Sweet potato is an important food, feed, and industrial raw material [14,21], which requires high levels of potassium for optimum growth, and its yield and quality are restricted by potassium deficiency stress [22,23]. The development of low-potassium tolerant varieties is, therefore, an important objective of sweet potato breeders [24]. Genetic engineering is an effective method for enhancing the abiotic stress tolerance of sweet potatoes [25,26]. In a previous study, IbHKT1 gene, which mediates K+ and Na+ uptake in Saccharomyces cerevisiae, was cloned and studied [27]. In our study, a novel high-affinity potassium transporter IbHKT-like gene was identified from the transcriptome data of sweet potato and cloned. Then, an Agrobacterium rhizogenes-mediated in vivo root transgenic system for sweet potato was used to overexpress the IbHKT-like gene. We found that overexpression of the IbHKT-like gene through this system enhanced the low-potassium tolerance in transgenic sweet potatoes.

2. Results

2.1. Identification of IbHKT-like Gene from Sweet Potato

An IbHKT-like gene was isolated from the transcriptome sequencing data of sweet potatoes. The ORF of this gene is 1647 bp in length and encodes a 548 aa polypeptide with 10 predicted transmembrane domains (Figure 1A,E). Multiple sequence alignment of this IbHKT-like gene and its orthologs from different species showed that the protein had two TrkH conservative domains, a subunit of the TRK system of the bacterial potassium transporter, between amino acids 200–412 and 435–535. The amino acids at the four P-loop conservative sites of IbHKT-like protein are Ser-Gly-Gly-Gly, which belong to subfamily I (Figure 1D). Phylogenetic analysis of the orthologs of HKT from different plant species indicated that this HKT gene from sweet potato is closely related to its orthologs in Ipomoea nil (InHKT6) but far away from Arabidopsis (AtHKT1) (Figure 1F). Thus, we named it IbHKT-like gene.

Figure 1

Identification of IbHKT-like gene and phylogenetic analysis. (A) Evaluation of amplified IbHKT-like gene sequence. (B) Expression pattern of IbHKT-like gene in different tissues of sweet potato. (C) Expression pattern of IbHKT-like gene in NZ 1 under low potassium stress. (D) Multiple sequence alignment and conserved domain analysis of IbHKT-like protein. (E) Prediction of the transmembrane domain of IbHKT-like protein, green lines are conservative domains, and red boxes are conservative sites. (F) Phylogenetic tree of HKT transporter with maximum-likelihood method. The ordinate is the relative expression level of the IbHKT-like gene. IbARF was used as the internal reference for data processing. Values indicated the mean and standard deviation of biological repetitions (n = 3).

**Data for analysis:**
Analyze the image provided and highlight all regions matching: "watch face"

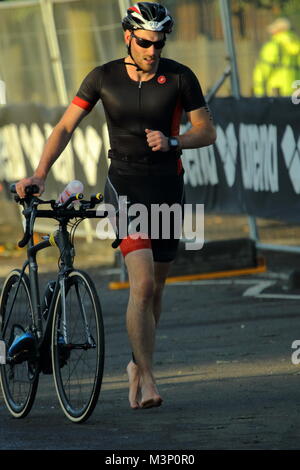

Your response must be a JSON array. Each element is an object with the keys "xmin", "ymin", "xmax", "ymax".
[{"xmin": 170, "ymin": 137, "xmax": 178, "ymax": 147}]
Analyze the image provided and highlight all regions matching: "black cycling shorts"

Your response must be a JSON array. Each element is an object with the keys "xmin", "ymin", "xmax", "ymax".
[{"xmin": 104, "ymin": 160, "xmax": 184, "ymax": 262}]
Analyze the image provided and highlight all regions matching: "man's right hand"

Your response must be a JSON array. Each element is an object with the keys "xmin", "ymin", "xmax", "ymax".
[{"xmin": 16, "ymin": 176, "xmax": 45, "ymax": 199}]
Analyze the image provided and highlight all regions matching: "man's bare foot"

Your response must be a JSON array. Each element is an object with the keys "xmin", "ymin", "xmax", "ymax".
[
  {"xmin": 140, "ymin": 383, "xmax": 163, "ymax": 408},
  {"xmin": 127, "ymin": 361, "xmax": 140, "ymax": 409}
]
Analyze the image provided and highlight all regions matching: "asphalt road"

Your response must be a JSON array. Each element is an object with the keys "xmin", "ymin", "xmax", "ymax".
[{"xmin": 0, "ymin": 253, "xmax": 300, "ymax": 455}]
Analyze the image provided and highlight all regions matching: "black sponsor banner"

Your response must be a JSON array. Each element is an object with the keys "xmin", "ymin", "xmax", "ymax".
[
  {"xmin": 183, "ymin": 98, "xmax": 300, "ymax": 222},
  {"xmin": 0, "ymin": 98, "xmax": 300, "ymax": 222}
]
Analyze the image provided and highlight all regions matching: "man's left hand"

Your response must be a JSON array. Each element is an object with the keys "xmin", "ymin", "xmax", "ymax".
[{"xmin": 145, "ymin": 129, "xmax": 170, "ymax": 152}]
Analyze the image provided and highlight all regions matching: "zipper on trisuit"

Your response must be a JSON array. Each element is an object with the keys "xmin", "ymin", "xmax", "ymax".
[{"xmin": 139, "ymin": 80, "xmax": 143, "ymax": 132}]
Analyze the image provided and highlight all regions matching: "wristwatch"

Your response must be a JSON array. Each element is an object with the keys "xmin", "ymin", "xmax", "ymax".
[{"xmin": 168, "ymin": 137, "xmax": 179, "ymax": 150}]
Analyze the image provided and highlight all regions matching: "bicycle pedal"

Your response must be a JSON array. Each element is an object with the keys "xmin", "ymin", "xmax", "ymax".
[
  {"xmin": 0, "ymin": 340, "xmax": 6, "ymax": 364},
  {"xmin": 8, "ymin": 332, "xmax": 35, "ymax": 360}
]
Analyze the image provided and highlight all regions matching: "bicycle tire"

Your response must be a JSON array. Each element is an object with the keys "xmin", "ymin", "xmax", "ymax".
[
  {"xmin": 0, "ymin": 269, "xmax": 39, "ymax": 418},
  {"xmin": 51, "ymin": 270, "xmax": 105, "ymax": 423}
]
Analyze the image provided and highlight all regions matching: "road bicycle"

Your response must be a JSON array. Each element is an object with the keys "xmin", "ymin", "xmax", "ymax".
[{"xmin": 0, "ymin": 185, "xmax": 107, "ymax": 423}]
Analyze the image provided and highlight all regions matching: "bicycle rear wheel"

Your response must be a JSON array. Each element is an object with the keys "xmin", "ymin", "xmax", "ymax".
[
  {"xmin": 51, "ymin": 270, "xmax": 104, "ymax": 423},
  {"xmin": 0, "ymin": 269, "xmax": 39, "ymax": 418}
]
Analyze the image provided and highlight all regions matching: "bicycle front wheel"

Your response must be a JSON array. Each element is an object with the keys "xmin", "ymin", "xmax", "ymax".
[
  {"xmin": 51, "ymin": 271, "xmax": 104, "ymax": 423},
  {"xmin": 0, "ymin": 269, "xmax": 39, "ymax": 418}
]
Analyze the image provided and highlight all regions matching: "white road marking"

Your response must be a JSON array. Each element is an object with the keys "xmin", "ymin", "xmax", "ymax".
[{"xmin": 243, "ymin": 281, "xmax": 276, "ymax": 297}]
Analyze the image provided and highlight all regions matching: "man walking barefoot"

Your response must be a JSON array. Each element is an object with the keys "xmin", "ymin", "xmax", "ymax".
[{"xmin": 16, "ymin": 2, "xmax": 216, "ymax": 409}]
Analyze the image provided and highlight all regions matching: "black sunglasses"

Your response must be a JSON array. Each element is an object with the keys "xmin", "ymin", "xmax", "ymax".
[{"xmin": 131, "ymin": 33, "xmax": 166, "ymax": 49}]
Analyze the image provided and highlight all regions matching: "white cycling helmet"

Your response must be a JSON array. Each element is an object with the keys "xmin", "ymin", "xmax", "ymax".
[{"xmin": 122, "ymin": 2, "xmax": 174, "ymax": 33}]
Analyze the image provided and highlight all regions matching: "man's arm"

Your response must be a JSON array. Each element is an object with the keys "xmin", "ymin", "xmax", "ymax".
[
  {"xmin": 146, "ymin": 107, "xmax": 217, "ymax": 152},
  {"xmin": 177, "ymin": 107, "xmax": 217, "ymax": 149},
  {"xmin": 16, "ymin": 104, "xmax": 88, "ymax": 197}
]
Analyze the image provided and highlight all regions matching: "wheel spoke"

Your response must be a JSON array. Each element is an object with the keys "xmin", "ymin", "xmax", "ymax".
[{"xmin": 52, "ymin": 271, "xmax": 104, "ymax": 422}]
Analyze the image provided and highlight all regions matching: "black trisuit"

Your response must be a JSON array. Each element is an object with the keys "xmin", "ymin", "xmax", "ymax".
[{"xmin": 73, "ymin": 58, "xmax": 206, "ymax": 261}]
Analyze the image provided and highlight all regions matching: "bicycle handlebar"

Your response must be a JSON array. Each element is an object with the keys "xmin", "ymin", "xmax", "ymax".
[{"xmin": 10, "ymin": 184, "xmax": 107, "ymax": 248}]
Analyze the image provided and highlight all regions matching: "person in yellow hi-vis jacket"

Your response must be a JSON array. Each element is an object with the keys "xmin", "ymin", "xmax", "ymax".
[{"xmin": 253, "ymin": 18, "xmax": 300, "ymax": 96}]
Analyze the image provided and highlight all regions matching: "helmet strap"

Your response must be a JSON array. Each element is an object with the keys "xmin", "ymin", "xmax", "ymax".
[{"xmin": 125, "ymin": 39, "xmax": 143, "ymax": 72}]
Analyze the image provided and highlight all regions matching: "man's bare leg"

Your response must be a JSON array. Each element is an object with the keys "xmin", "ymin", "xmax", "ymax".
[{"xmin": 125, "ymin": 249, "xmax": 169, "ymax": 409}]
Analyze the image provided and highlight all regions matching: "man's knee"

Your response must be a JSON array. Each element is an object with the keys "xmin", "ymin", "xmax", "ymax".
[{"xmin": 130, "ymin": 276, "xmax": 155, "ymax": 306}]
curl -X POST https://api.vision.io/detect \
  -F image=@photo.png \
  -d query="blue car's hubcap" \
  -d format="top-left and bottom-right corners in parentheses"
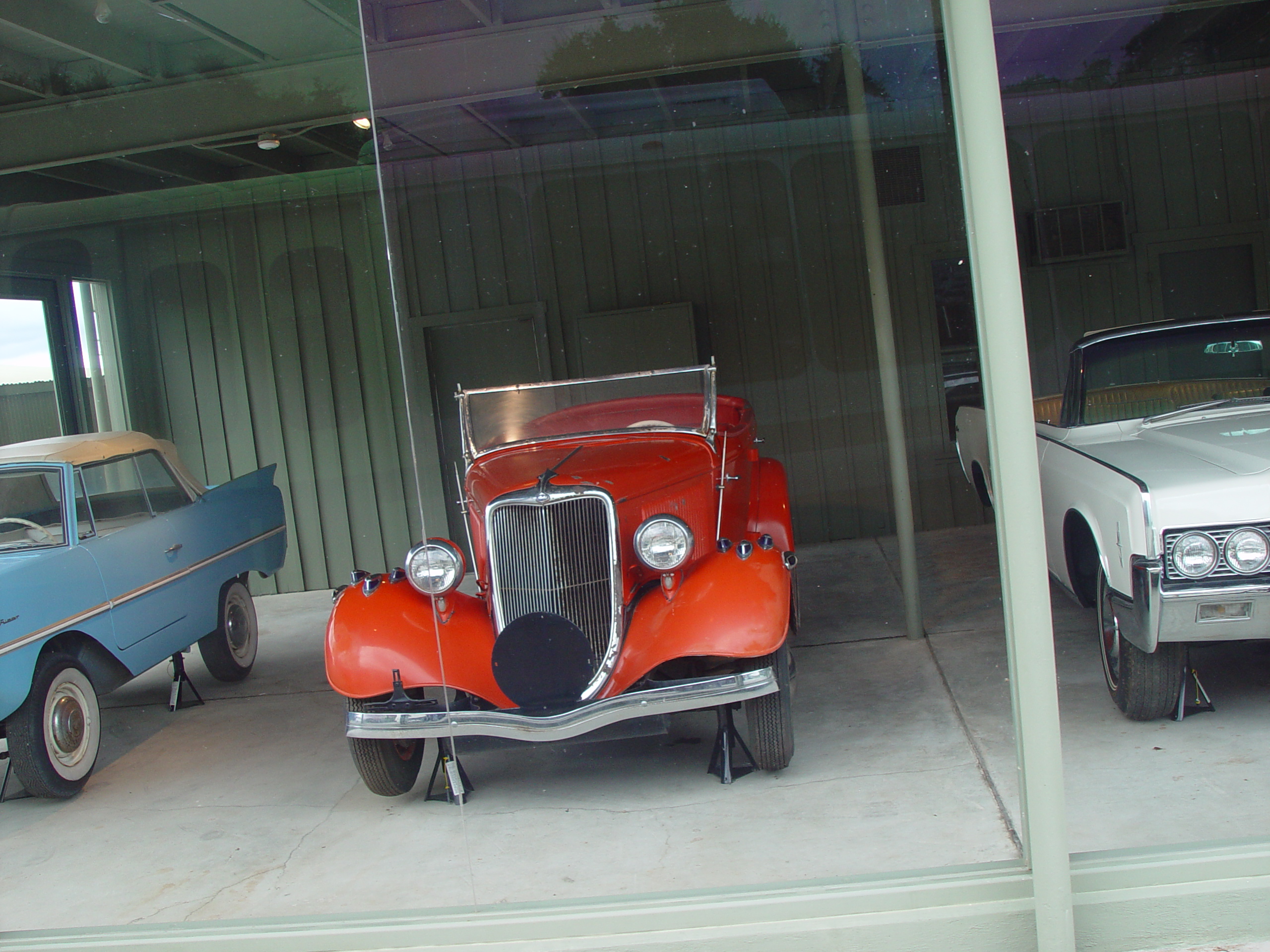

**To do:**
1. Give again everything in the sweet potato excerpt from "An IbHKT-like gene" down to "it IbHKT-like gene.".
2. According to the sweet potato excerpt, how many transmembrane domains are predicted for the polypeptide encoded by the IbHKT-like gene?
3. Turn the paragraph of the sweet potato excerpt that begins "An IbHKT-like gene was isolated" into a short list that keeps its main facts.

**Solutions in order:**
1.
An IbHKT-like gene was isolated from the transcriptome sequencing data of sweet potatoes. The ORF of this gene is 1647 bp in length and encodes a 548 aa polypeptide with 10 predicted transmembrane domains (Figure 1A,E). Multiple sequence alignment of this IbHKT-like gene and its orthologs from different species showed that the protein had two TrkH conservative domains, a subunit of the TRK system of the bacterial potassium transporter, between amino acids 200–412 and 435–535. The amino acids at the four P-loop conservative sites of IbHKT-like protein are Ser-Gly-Gly-Gly, which belong to subfamily I (Figure 1D). Phylogenetic analysis of the orthologs of HKT from different plant species indicated that this HKT gene from sweet potato is closely related to its orthologs in Ipomoea nil (InHKT6) but far away from Arabidopsis (AtHKT1) (Figure 1F). Thus, we named it IbHKT-like gene.

2. 10 predicted transmembrane domains.

3.
- The IbHKT-like gene was isolated from sweet potato transcriptome sequencing data.
- Its ORF is 1647 bp long and encodes a 548 aa polypeptide with 10 predicted transmembrane domains.
- The protein has two TrkH conserved domains, at amino acids 200–412 and 435–535.
- Its four P-loop conserved sites are Ser-Gly-Gly-Gly, which places it in subfamily I.
- Phylogenetic analysis shows it is closely related to InHKT6 from Ipomoea nil but distant from AtHKT1 from Arabidopsis.
- For these reasons it was named the IbHKT-like gene.